## Set exercise:
Lines before the one containing "Target: blurred background ground" are excluded; print that line and every line after it through the end of the material below, exactly.

## Input rows:
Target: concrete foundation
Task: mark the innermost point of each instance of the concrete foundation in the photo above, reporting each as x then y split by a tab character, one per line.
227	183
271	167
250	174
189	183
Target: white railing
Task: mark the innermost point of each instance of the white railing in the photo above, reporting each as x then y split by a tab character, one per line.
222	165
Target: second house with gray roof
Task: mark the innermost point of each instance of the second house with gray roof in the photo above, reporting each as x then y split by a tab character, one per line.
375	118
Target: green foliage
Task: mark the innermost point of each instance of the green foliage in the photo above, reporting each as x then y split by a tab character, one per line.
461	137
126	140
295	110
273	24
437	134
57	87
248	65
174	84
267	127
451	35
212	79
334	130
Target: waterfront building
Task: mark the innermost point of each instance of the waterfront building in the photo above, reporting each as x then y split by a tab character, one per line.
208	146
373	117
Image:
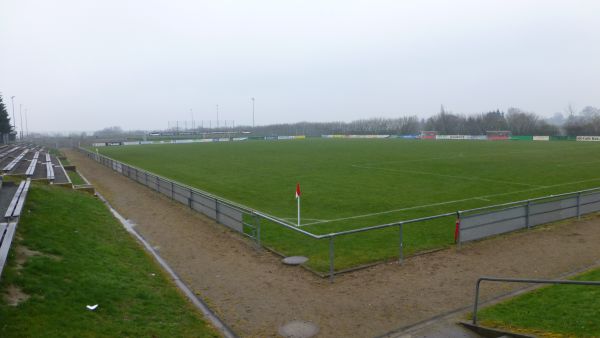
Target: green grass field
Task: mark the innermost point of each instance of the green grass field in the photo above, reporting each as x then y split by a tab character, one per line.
85	257
354	183
554	311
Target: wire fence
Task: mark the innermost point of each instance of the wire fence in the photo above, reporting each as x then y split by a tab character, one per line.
337	252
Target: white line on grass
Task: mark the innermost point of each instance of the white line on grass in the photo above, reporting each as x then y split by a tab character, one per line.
451	202
418	172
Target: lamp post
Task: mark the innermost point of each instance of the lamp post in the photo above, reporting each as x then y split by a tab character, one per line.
12	99
21	114
252	112
192	113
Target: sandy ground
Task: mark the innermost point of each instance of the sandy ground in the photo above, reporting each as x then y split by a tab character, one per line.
255	294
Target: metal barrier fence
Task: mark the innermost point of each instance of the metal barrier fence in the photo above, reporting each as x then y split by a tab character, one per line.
473	224
235	217
498	219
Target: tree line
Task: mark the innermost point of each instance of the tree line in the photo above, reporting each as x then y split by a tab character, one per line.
515	120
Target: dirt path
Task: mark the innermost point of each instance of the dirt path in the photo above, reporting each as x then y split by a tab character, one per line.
255	294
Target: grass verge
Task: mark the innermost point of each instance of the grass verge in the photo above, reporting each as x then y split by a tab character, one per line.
554	311
75	178
82	256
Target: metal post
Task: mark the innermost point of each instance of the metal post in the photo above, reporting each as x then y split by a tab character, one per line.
257	227
217	211
579	205
252	112
476	302
401	253
331	255
458	240
527	214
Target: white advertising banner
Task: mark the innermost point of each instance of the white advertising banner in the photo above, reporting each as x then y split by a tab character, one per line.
588	138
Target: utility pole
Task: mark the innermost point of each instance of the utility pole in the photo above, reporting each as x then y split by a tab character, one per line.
252	112
21	114
192	113
26	124
12	99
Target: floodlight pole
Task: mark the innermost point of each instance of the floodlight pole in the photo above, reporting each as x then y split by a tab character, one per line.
192	113
21	114
252	112
12	99
26	124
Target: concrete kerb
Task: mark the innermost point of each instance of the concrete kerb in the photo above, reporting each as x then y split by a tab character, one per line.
217	322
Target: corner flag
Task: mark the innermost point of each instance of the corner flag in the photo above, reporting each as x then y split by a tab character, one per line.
298	199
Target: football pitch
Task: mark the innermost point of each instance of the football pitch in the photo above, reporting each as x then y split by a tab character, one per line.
348	184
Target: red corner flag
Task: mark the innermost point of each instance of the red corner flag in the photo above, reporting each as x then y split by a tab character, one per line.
298	199
457	230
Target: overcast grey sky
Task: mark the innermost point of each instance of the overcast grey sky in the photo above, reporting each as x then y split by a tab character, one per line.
85	65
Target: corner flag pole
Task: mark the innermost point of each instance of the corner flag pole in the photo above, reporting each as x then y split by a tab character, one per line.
298	199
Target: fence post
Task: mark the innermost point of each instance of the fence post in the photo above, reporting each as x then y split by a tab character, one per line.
331	256
401	253
457	230
579	205
257	227
527	214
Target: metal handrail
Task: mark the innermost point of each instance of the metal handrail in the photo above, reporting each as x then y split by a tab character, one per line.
522	280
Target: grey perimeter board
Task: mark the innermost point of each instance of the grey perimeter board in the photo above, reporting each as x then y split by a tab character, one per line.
526	215
220	211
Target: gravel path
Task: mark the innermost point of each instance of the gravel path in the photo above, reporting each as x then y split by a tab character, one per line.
255	294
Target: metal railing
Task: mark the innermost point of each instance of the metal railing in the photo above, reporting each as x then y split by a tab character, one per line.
521	280
257	215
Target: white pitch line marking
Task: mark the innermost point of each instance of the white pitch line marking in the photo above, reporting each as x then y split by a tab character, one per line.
418	172
451	202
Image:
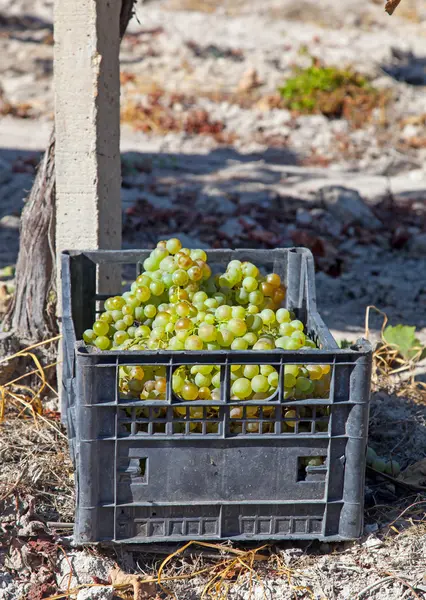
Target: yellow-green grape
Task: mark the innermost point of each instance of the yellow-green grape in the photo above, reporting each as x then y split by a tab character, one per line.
143	293
189	391
297	325
250	284
251	371
224	337
195	273
173	245
102	342
216	380
302	384
100	328
249	269
201	380
273	379
259	383
207	332
289	380
251	338
193	342
120	337
223	313
204	393
150	311
239	344
236	412
241	388
107	317
315	371
89	336
237	326
273	279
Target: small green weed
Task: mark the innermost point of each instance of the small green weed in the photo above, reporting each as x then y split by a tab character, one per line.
331	91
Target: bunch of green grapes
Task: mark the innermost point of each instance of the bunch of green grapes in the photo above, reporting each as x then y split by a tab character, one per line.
177	304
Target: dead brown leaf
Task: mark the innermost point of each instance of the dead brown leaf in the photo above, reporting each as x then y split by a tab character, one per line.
391	5
141	591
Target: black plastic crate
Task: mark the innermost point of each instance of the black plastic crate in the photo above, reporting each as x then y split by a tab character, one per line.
147	474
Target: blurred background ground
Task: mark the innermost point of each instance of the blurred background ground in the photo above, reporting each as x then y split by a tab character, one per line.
211	153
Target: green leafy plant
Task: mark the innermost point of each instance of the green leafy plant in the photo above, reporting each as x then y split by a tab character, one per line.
329	90
403	338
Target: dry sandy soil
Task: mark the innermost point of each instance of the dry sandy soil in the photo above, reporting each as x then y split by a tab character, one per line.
209	155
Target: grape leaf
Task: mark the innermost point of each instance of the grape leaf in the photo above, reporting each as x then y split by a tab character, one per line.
403	337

## Full output:
Target: blurred background ground
Task: mark the innermost point of each instance of the blurred background ground in the photo above, reporting each as x then y split by a tab character, one per line.
211	153
Target: green leafy plant
Task: mark the innermost point of each instance of the green leafy plant in the photo above, reporting each as x then y split by a tab character, one per line.
329	90
403	338
Target: dry sandy soil
Task: mark the innermost point of each instance of the dry sandy soil in the photo above, reporting each as x then y split by a tab character, one per line.
209	155
Target: grape leaf
Task: mark the innermost point of each instance of the grape leaf in the photo above, reporting each as x then y split by a tab character, one per line.
403	337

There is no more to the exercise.